Action item: Would you please copy each line below that includes the string "Where"?

START Excerpted data

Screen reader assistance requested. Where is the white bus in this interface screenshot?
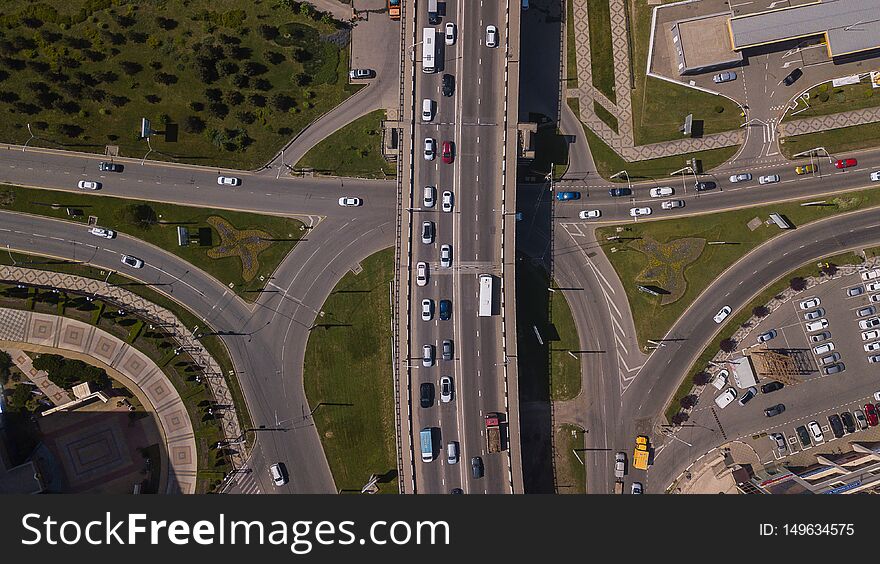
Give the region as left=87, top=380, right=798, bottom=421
left=420, top=427, right=434, bottom=462
left=422, top=28, right=436, bottom=74
left=479, top=274, right=494, bottom=317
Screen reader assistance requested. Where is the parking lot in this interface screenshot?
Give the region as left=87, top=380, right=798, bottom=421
left=700, top=266, right=880, bottom=466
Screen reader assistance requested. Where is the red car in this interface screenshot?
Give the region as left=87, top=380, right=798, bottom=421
left=835, top=158, right=857, bottom=169
left=441, top=141, right=454, bottom=164
left=865, top=403, right=879, bottom=426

END Excerpted data

Expected output:
Screen reader assistance requested. Where is the white bus in this interface screenshot?
Screen reader assistance requested. Where is the parking lot in this interface screenshot?
Screen reader assistance requested. Where is the red car in this interface screenshot?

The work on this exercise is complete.